§ WORK TO COMPLETE
With pictures omitted, transcribe exactly the lines from the one containing "Target: shadow on sand" to the end of the records below.

§ Stored data entries
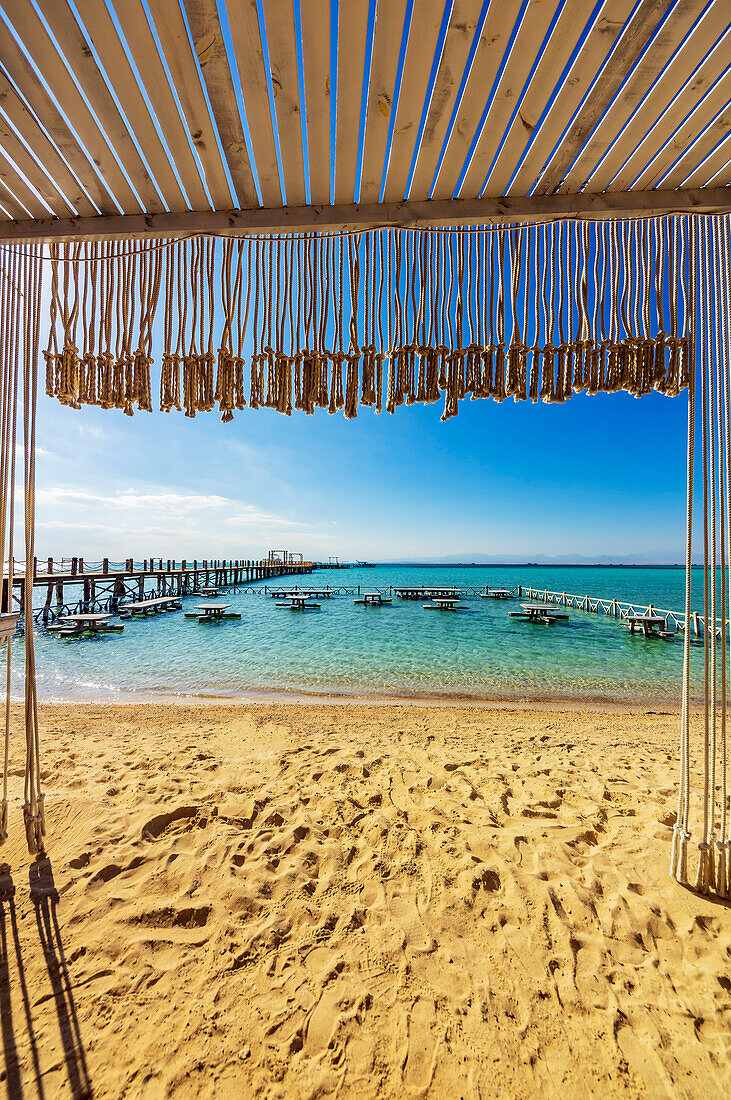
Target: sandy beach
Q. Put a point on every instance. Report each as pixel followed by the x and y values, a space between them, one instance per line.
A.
pixel 358 901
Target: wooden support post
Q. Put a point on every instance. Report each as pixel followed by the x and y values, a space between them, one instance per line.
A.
pixel 47 603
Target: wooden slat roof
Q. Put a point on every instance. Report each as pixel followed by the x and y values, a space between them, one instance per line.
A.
pixel 166 108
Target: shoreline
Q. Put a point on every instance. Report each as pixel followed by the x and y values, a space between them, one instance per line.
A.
pixel 299 697
pixel 362 901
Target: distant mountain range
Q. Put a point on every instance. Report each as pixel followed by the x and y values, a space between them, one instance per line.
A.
pixel 482 559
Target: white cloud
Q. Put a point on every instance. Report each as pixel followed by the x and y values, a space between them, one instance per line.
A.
pixel 129 521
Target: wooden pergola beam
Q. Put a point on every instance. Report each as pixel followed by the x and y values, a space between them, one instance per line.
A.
pixel 509 209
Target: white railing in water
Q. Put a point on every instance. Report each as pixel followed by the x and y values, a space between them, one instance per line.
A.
pixel 620 609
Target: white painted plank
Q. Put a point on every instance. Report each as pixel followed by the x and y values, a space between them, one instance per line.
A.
pixel 423 34
pixel 556 54
pixel 246 37
pixel 717 165
pixel 528 42
pixel 596 48
pixel 463 25
pixel 213 61
pixel 37 43
pixel 352 35
pixel 106 41
pixel 641 84
pixel 686 139
pixel 178 54
pixel 44 150
pixel 639 29
pixel 660 116
pixel 316 59
pixel 279 15
pixel 146 56
pixel 13 147
pixel 493 44
pixel 17 189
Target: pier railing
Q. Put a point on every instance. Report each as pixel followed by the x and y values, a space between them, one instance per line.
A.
pixel 621 609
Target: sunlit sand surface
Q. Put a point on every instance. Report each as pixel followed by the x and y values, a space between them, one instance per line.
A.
pixel 361 901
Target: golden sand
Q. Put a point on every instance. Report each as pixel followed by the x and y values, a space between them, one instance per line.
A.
pixel 361 901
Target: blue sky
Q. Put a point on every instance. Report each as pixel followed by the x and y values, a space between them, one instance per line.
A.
pixel 598 476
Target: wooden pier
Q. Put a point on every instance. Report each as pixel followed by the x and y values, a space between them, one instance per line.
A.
pixel 76 586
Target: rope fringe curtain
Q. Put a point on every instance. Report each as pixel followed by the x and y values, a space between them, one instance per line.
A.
pixel 528 311
pixel 706 750
pixel 20 317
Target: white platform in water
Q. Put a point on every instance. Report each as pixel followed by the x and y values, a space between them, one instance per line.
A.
pixel 8 626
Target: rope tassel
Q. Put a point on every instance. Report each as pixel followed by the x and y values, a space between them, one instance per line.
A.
pixel 598 307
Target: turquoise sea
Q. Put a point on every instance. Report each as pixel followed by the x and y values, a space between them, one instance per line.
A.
pixel 397 650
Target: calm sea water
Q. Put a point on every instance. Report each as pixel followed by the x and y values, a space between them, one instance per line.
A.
pixel 392 650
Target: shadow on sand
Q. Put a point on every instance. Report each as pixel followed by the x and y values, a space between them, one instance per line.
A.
pixel 44 897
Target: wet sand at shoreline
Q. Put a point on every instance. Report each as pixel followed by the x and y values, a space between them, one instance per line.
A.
pixel 360 901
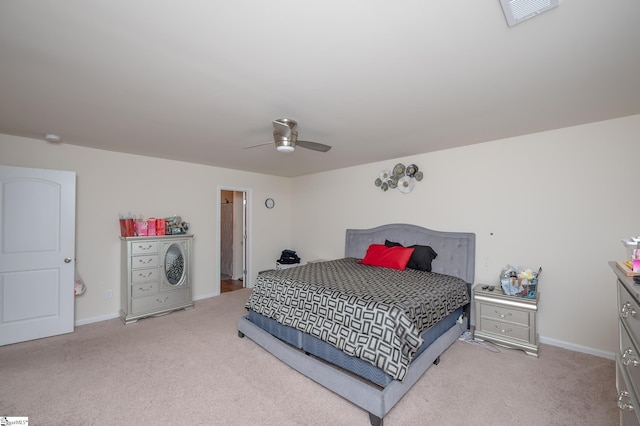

§ SOLUTION BELOW
Target: shadow on sand
Q. Put a point on every instance. Report each as pixel followed by the x and y values, a space between them, one instance per line.
A.
pixel 44 897
Target: wet sand at shoreline
Q. Put a point on every instance. Report each as pixel followed by the x and y values, a space between them, one instance per line.
A.
pixel 360 901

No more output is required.